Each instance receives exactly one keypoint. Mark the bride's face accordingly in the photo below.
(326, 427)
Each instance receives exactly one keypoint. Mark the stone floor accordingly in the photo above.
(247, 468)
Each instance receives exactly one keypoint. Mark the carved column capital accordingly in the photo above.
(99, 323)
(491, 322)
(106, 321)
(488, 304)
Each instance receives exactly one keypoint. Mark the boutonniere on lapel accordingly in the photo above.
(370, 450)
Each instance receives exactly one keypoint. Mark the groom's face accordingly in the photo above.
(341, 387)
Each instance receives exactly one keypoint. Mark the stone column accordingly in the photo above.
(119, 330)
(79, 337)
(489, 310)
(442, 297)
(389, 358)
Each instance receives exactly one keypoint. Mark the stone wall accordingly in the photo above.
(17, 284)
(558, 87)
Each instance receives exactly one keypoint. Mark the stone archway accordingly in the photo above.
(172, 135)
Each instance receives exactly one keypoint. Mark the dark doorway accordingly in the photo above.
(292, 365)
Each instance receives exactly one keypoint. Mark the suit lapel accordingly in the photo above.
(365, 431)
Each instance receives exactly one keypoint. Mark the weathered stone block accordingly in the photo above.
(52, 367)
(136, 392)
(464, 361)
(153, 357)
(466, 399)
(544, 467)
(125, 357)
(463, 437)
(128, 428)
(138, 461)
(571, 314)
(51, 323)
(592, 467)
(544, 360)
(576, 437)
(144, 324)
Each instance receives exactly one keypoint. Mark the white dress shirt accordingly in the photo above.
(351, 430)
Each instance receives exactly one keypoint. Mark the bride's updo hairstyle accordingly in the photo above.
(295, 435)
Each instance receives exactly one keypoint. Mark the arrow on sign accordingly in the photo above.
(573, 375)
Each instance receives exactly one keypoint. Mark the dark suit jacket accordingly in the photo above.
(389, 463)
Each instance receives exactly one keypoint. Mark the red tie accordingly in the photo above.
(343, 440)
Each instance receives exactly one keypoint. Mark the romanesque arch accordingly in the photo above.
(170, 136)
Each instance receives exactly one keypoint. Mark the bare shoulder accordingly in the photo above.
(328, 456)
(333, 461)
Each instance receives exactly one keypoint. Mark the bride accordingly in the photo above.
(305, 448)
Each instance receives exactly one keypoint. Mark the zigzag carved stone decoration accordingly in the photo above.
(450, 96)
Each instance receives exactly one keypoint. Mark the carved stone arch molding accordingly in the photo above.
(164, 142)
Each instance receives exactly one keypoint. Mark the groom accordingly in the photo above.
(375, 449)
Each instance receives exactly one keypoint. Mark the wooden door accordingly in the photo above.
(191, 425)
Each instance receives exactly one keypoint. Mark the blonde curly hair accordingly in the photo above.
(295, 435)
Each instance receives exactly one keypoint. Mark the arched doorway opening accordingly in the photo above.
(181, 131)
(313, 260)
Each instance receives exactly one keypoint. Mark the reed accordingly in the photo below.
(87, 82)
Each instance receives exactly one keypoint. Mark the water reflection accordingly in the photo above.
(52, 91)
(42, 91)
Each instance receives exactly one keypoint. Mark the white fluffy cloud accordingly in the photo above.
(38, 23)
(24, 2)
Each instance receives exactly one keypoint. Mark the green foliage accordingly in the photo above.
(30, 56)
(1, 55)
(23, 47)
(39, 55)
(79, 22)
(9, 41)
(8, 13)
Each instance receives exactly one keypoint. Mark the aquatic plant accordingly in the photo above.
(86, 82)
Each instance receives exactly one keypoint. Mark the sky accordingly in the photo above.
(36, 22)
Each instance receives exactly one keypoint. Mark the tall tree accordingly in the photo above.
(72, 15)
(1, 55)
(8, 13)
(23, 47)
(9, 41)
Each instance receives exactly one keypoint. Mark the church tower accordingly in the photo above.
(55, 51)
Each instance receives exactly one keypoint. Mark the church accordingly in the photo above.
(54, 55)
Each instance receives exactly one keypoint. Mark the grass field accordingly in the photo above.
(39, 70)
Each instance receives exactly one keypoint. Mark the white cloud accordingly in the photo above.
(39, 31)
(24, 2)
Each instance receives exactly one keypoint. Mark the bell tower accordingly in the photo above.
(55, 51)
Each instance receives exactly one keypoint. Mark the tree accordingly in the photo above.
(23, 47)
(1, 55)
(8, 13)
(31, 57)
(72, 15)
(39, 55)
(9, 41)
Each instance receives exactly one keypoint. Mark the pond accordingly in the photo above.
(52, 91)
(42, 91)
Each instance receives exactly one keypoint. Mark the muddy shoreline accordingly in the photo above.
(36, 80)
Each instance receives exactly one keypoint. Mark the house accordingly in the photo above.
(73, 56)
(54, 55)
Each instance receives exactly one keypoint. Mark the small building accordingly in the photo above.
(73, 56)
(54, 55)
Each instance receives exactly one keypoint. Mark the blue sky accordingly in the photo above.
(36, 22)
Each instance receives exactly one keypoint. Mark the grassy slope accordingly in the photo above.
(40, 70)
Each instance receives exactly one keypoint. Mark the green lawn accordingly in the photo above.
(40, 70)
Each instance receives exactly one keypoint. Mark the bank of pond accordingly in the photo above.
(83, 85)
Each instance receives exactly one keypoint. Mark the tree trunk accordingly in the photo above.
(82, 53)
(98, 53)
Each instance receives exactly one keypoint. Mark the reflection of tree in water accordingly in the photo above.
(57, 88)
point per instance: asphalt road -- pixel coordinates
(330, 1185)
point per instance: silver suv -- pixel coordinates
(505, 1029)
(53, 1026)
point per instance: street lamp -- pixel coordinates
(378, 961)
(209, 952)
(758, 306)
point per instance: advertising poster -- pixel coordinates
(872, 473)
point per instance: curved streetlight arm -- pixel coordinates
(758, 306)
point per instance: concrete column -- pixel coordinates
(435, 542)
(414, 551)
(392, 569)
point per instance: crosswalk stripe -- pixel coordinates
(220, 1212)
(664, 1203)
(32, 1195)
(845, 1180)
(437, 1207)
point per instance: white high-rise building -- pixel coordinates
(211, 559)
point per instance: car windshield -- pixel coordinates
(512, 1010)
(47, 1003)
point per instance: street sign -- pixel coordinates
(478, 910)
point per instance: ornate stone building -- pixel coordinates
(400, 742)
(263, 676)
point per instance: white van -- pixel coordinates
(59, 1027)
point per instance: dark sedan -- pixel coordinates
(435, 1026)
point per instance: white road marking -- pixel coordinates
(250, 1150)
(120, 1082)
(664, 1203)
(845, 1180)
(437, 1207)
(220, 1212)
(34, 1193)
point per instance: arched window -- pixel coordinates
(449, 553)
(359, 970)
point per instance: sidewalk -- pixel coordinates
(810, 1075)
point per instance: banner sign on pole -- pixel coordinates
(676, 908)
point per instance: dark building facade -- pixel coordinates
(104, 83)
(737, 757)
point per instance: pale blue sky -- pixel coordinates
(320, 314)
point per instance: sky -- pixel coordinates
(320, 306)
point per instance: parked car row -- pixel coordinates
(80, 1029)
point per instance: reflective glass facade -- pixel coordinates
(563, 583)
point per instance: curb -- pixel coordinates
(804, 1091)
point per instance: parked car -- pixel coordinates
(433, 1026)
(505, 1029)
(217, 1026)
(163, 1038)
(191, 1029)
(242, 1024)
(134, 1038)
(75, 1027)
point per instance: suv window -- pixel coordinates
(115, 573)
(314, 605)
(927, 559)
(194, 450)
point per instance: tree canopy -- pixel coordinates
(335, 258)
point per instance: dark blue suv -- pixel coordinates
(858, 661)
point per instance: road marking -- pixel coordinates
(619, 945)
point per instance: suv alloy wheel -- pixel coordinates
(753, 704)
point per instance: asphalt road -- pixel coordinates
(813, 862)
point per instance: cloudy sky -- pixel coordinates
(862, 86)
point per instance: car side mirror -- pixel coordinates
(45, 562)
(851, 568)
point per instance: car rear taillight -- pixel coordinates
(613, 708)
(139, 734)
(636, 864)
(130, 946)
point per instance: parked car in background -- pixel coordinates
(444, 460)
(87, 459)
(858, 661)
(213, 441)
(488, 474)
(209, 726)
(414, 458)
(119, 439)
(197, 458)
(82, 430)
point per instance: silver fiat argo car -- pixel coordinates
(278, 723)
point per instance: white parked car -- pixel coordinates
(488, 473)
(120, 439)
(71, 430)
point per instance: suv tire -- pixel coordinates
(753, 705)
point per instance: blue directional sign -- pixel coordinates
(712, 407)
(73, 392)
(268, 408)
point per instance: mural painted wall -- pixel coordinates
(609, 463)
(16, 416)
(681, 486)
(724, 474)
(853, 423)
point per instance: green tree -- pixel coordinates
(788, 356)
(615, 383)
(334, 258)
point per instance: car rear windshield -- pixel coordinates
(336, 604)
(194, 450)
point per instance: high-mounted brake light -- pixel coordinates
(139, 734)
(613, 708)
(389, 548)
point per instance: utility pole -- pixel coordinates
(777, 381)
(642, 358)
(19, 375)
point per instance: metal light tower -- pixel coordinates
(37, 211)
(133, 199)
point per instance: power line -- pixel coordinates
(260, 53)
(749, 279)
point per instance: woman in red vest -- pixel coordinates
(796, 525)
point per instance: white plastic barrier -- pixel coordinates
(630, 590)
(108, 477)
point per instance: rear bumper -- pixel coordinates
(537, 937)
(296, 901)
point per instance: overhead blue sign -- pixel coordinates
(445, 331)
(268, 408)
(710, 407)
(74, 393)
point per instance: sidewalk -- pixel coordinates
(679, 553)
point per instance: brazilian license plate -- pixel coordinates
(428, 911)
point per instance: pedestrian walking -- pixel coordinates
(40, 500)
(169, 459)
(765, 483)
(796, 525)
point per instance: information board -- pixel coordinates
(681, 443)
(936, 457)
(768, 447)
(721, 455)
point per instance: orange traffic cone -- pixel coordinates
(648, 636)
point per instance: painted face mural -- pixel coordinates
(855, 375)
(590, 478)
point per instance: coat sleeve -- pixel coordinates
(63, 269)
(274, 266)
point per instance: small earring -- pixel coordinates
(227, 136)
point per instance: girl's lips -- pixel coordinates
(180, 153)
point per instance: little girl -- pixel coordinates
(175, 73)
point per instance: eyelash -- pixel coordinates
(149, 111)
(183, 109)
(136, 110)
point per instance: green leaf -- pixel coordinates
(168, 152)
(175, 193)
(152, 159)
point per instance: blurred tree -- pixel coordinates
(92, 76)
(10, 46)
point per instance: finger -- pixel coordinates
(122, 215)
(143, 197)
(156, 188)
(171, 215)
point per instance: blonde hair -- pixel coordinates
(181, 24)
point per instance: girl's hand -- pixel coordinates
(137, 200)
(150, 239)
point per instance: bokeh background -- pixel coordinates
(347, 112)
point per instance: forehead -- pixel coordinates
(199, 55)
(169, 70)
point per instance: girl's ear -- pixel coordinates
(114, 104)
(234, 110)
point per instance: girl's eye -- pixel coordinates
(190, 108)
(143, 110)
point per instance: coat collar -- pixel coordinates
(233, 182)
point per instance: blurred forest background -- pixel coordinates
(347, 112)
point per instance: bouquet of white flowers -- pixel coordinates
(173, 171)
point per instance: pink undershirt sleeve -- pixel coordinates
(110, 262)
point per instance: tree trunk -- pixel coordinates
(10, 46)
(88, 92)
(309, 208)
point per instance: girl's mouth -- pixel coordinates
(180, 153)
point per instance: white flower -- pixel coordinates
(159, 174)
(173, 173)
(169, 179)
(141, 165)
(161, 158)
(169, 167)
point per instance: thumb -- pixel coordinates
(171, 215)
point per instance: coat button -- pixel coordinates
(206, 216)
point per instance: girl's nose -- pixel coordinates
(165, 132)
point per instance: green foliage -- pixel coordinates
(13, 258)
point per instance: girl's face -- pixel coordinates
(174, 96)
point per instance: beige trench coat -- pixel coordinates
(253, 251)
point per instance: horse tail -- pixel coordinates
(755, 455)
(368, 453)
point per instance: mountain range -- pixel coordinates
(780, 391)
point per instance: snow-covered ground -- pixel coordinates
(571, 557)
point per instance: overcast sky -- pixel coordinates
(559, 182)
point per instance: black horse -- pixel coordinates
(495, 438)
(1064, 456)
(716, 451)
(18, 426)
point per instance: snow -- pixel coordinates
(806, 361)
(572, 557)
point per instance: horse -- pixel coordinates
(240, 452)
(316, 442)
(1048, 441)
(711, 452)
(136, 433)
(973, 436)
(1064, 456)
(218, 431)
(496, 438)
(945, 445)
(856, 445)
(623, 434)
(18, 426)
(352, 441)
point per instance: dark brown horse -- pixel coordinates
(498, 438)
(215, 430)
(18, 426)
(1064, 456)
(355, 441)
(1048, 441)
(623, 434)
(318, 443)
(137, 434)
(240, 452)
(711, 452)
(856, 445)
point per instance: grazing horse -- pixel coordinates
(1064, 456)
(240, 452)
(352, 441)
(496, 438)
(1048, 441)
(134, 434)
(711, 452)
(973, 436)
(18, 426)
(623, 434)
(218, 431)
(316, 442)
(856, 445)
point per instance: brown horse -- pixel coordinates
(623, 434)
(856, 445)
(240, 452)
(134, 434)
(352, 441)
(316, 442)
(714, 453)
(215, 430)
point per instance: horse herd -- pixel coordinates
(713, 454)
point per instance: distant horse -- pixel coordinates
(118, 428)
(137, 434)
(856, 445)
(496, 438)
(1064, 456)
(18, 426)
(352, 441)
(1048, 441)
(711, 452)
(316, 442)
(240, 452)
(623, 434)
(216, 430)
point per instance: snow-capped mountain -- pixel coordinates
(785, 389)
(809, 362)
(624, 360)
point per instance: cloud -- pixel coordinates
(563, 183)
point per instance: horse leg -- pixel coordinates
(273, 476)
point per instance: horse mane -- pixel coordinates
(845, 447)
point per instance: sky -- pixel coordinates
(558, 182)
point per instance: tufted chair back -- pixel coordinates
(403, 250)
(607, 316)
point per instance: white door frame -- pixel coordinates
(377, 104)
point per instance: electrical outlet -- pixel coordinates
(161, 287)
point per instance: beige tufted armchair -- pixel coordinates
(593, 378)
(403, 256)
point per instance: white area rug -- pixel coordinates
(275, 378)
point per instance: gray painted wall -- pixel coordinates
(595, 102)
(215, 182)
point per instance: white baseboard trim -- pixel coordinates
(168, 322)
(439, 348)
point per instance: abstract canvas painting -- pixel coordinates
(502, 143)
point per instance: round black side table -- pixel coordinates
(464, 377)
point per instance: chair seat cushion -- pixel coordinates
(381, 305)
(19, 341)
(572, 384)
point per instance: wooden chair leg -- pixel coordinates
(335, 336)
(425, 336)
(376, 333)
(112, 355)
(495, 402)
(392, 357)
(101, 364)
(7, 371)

--- --- ---

| What is needed |
Exactly the lines from the one containing "point per instance: abstract" through the final line above, and only those, should be given again.

| Response |
point per instance: abstract canvas painting -- pixel coordinates
(502, 143)
point per instance: round black side table -- pixel coordinates
(464, 377)
point per instance: chair seat cushion -- pixel coordinates
(381, 305)
(19, 341)
(572, 384)
point per instance: wooden chair leg -- pixel coordinates
(335, 336)
(425, 336)
(376, 333)
(112, 355)
(495, 402)
(392, 357)
(101, 364)
(7, 371)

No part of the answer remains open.